EXTRACT TO READ »
....

3.8 No Default or Breach; Contractual Obligations. All of
the Contractual Obligations to which the Company or any of its Subsidiaries is a
party, whether written or oral, which are required by the Exchange Act to be
disclosed in the SEC Reports (collectively, "Material Contractual Obligations")
are valid, subsisting, in full force and effect and binding upon the Company or
its Subsidiary, as the case may be, and the other parties thereto, and the
Company or its Subsidiary, as the case may be, has paid in full or accrued all
amounts due thereunder and has satisfied in full or provided for all of its
liabilities and obligations thereunder, except for such amounts as are being
contested by the Company in good faith. Neither the Company nor any of its
Subsidiaries has received notice of a default and is not in default under, or
with respect to, any Material Contractual Obligation nor, to the Knowledge of
the Company, does any
17
condition exist that with notice or lapse of time or both would constitute a
default thereunder. To the Knowledge of the Company, no other party to any such
Contractual Obligation is in default thereunder, nor does any condition exist
that with notice or lapse of time or both would constitute a default by such
other party thereunder.
3.9 Title to Properties. The Company and each of its
Subsidiaries has good, record and marketable title in fee simple to, or holds
interests as lessee under leases in full force and effect in, all real property
used in connection with its business or otherwise owned or leased by it. The
Company and each of its Subsidiaries owns and has good, valid and marketable
title to all of its properties and assets used in its business or reflected as
owned on the Financial Statements, in each case free and clear of all Liens,
except for Permitted Liens, or that would required to be described in the notes
to the Financial Statements.
3.10 Reports; Financial Statements.
(a) As of the respective dates of their filing with the
Commission, all reports, registration statements and other filings, together
with any amendments thereto, filed by the Company with the Commission since June
30, 2000 (the "SEC Reports"), complied in all material respects with the
applicable requirements of the Securities Act, the Exchange Act, and the rules
and regulations of the Commission promulgated thereunder, except as disclosed in
the SEC Reports. Except as disclosed in the SEC Reports, the SEC Reports did not
at the time they were filed with the Commission, or will not at the time they
are filed with the Commission, contain any untrue statement of a material fact
or omit to state a material fact required to be stated therein or necessary in
order to make the statements therein, in the light of the circumstances under
which they are made, not misleading. The Company has (i) delivered to the
Lenders and CK Purchasers true and complete copies of, or will make available at
each Lender's or CK Purchaser's request, (x) all correspondence relating to the
Company between the Commission, Nasdaq and the United States Attorneys Office
and the Company or its legal counsel and, to the Company's Knowledge,
accountants since January 1, 2003 (other than routine Commission filing package
cover letters) and (y) all correspondence between the Company or its counsel and
the Company's auditors since January 1, 2003, relating to any audit, financial
review or preparation of financial statements of the Company (other than
correspondence which the Company reasonably believes is subject to a privilege),
and (ii) disclosed to the Lenders and the CK Purchasers the content of all
material discussions between the Commission, Nasdaq and the United States
Attorneys Office on the one hand and the Company or its legal counsel, on the
other hand, and, to the Company's Knowledge, accountants concerning the adequacy
or form of any SEC Report filed with the Commission since January 1, 2003. The
Company is not aware of any issues raised by the Commission with respect to any
of the SEC Reports, other than those disclosed in the SEC Reports.

....

(Stored data)
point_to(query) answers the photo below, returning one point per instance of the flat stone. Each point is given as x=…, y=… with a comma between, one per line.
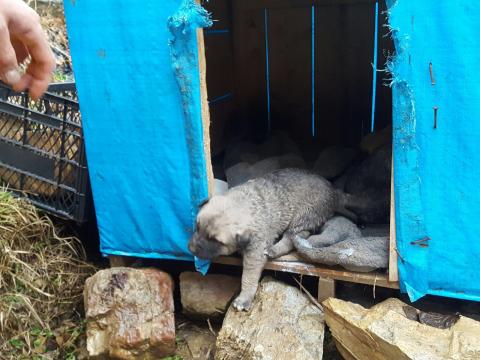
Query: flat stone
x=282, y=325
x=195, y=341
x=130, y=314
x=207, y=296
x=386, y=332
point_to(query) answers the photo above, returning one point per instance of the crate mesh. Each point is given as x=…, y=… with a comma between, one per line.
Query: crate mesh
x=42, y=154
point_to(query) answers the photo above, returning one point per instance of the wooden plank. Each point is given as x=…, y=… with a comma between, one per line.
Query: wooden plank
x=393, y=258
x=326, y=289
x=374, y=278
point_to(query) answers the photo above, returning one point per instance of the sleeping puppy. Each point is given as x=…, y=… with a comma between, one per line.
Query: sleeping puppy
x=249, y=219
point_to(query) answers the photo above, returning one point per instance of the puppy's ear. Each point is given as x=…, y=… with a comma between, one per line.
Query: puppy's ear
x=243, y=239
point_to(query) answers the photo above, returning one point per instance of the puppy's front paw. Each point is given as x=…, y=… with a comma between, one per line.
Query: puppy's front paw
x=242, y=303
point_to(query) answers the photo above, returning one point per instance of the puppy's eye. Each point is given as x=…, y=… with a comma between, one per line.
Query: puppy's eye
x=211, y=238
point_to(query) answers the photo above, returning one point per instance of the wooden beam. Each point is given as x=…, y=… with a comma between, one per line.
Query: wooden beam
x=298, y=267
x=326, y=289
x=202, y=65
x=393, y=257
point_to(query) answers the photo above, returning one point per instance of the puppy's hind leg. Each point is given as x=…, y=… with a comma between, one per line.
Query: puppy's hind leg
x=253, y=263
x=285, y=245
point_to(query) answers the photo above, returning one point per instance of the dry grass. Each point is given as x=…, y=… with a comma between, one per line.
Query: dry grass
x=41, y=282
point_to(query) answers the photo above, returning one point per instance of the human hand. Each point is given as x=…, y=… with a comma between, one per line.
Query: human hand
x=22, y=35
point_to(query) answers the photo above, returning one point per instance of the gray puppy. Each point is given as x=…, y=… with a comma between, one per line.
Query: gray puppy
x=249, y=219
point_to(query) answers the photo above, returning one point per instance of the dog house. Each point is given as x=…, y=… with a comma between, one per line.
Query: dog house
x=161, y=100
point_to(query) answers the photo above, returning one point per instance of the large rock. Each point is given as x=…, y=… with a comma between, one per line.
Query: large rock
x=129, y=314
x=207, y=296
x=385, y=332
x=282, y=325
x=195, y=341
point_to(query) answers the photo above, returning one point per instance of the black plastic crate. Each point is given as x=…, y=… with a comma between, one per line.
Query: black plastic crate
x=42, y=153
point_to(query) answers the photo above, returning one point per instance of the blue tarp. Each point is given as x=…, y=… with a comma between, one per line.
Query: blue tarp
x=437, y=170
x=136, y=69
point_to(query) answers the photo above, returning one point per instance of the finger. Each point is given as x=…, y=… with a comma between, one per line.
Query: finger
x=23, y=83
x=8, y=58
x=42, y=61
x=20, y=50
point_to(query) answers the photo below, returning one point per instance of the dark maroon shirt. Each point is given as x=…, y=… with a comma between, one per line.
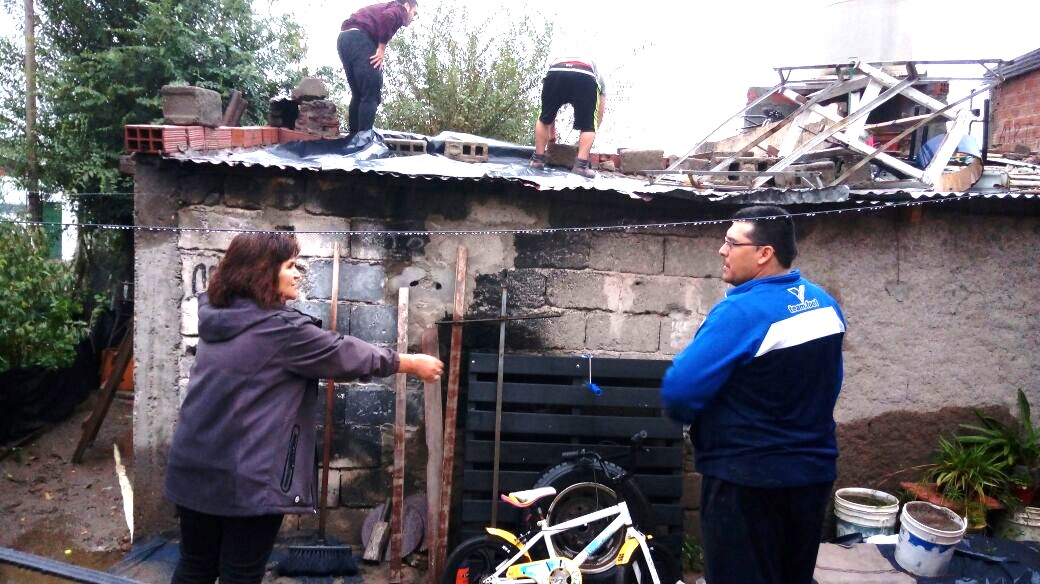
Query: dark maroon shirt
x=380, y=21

....

WORK INSTRUCTIONS »
1 – Repeat the contract excerpt word for word, from "3.9 Title to" up to and including "the Financial Statements.".
2 – Rescale the stored data from the line with "of the finger." up to and including the last line of the records, giving every line again with requests included and each x and y coordinate in the answers multiplied by 2.35 and rounded to a whole number, halves up. Leave the pictures out of your answer.

ANSWERS PER TASK »
1 –
3.9 Title to Properties. The Company and each of its
Subsidiaries has good, record and marketable title in fee simple to, or holds
interests as lessee under leases in full force and effect in, all real property
used in connection with its business or otherwise owned or leased by it. The
Company and each of its Subsidiaries owns and has good, valid and marketable
title to all of its properties and assets used in its business or reflected as
owned on the Financial Statements, in each case free and clear of all Liens,
except for Permitted Liens, or that would required to be described in the notes
to the Financial Statements.

2 –
point_to(query) answers the photo above, returning one point per instance of the finger. Each point is given as x=…, y=… with a comma between, one per line.
Query: finger
x=54, y=195
x=19, y=136
x=99, y=143
x=47, y=118
point_to(query) answers the photo below, returning one point per instance of the dark maroon shirt. Each point is given as x=…, y=… with a comma between, one per line.
Query: dark maroon shirt
x=893, y=49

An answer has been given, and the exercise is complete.